== Data shown

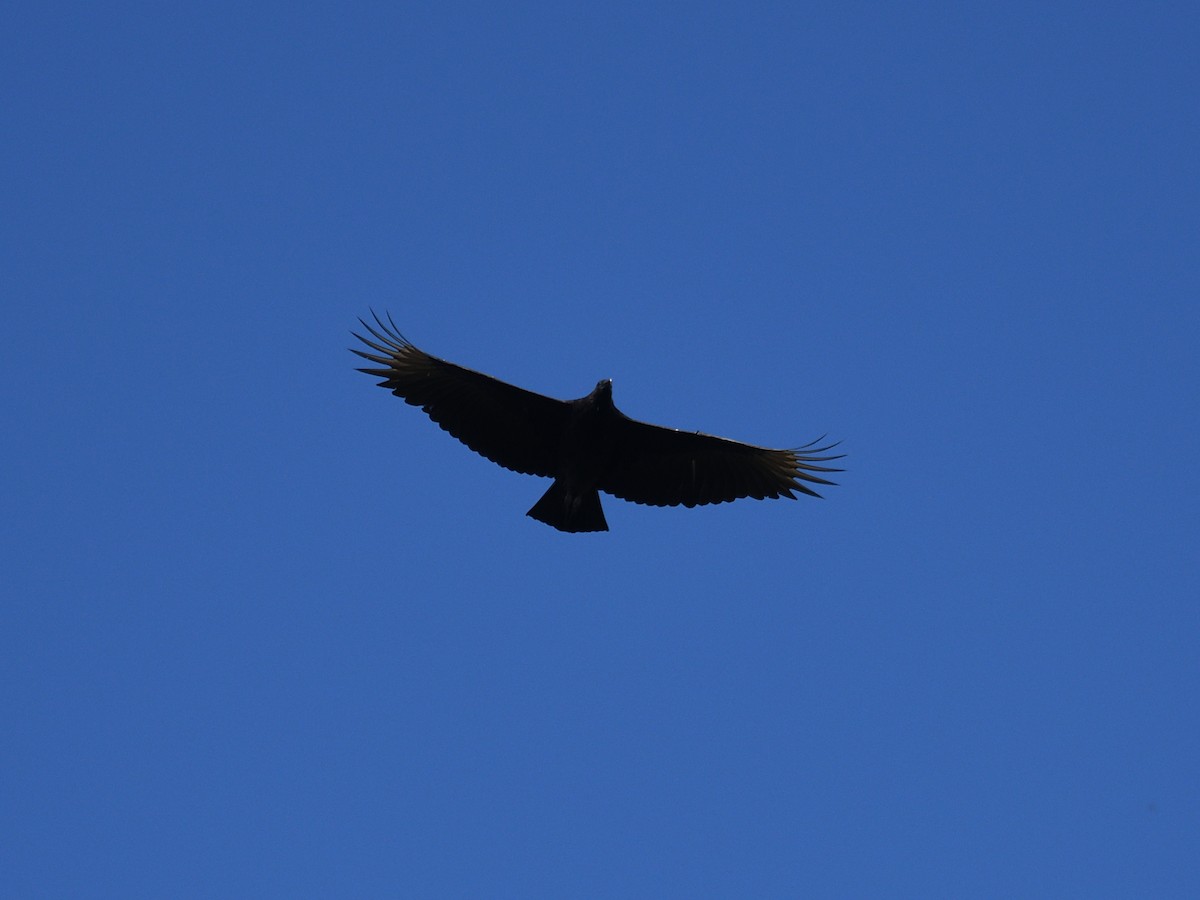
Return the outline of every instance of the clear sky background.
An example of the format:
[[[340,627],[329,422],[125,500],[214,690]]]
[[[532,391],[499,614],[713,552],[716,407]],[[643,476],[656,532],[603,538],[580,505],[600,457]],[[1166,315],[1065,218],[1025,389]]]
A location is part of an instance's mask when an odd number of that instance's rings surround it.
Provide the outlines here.
[[[1194,3],[18,7],[0,895],[1200,896]],[[847,471],[560,534],[372,307]]]

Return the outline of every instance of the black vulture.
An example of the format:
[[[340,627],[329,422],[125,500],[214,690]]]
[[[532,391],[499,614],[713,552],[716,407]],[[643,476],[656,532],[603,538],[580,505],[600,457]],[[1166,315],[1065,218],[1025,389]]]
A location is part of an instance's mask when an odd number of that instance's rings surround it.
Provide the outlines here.
[[[586,397],[555,400],[430,356],[390,315],[372,315],[375,325],[359,319],[370,337],[352,334],[374,352],[353,352],[379,368],[359,371],[492,462],[553,478],[527,515],[559,531],[608,530],[598,491],[651,506],[795,499],[833,484],[815,473],[842,471],[821,465],[842,458],[825,455],[836,444],[772,450],[638,422],[613,405],[608,379]]]

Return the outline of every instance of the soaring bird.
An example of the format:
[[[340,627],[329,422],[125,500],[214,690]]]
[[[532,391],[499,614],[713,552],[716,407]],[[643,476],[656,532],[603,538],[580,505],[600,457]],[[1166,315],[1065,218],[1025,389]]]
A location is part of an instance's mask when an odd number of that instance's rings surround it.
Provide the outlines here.
[[[650,506],[702,506],[741,497],[819,497],[810,484],[832,485],[815,473],[836,444],[812,441],[791,450],[755,447],[698,431],[678,431],[630,419],[613,405],[612,381],[597,382],[578,400],[555,400],[505,384],[417,349],[372,312],[359,319],[370,337],[351,332],[353,349],[378,368],[380,387],[421,409],[443,429],[492,462],[554,482],[527,515],[559,531],[608,531],[599,491]]]

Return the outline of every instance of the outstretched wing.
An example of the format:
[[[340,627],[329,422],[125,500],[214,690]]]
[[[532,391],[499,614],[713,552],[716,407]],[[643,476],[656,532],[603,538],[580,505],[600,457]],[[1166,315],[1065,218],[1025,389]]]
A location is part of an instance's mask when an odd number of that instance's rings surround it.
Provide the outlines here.
[[[371,338],[354,336],[375,352],[351,349],[382,368],[360,372],[382,378],[380,387],[421,407],[443,429],[492,462],[527,475],[557,474],[566,403],[430,356],[409,343],[391,316],[384,324],[373,311],[371,315],[374,326],[359,319]]]
[[[697,431],[677,431],[620,415],[615,454],[600,490],[650,506],[702,506],[740,497],[790,497],[793,491],[821,496],[809,484],[829,484],[815,473],[840,472],[821,463],[836,444],[771,450]]]

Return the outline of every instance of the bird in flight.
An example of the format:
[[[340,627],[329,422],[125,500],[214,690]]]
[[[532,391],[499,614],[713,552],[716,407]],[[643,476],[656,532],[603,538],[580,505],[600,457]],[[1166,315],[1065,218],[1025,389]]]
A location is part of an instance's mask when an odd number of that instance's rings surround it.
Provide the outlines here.
[[[612,381],[586,397],[555,400],[505,384],[413,346],[391,316],[359,319],[370,337],[351,332],[378,368],[360,372],[421,410],[444,430],[497,465],[554,482],[527,515],[559,531],[608,531],[599,491],[650,506],[702,506],[741,497],[819,497],[809,485],[836,444],[792,450],[755,447],[698,431],[638,422],[613,405]]]

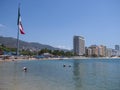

====

■ **What needs to be done**
Lines containing the word "bird": copy each of them from the material.

■ **Answer space**
Return the outline of every instance of the soaring bird.
Return the outline of every instance of the bird in flight.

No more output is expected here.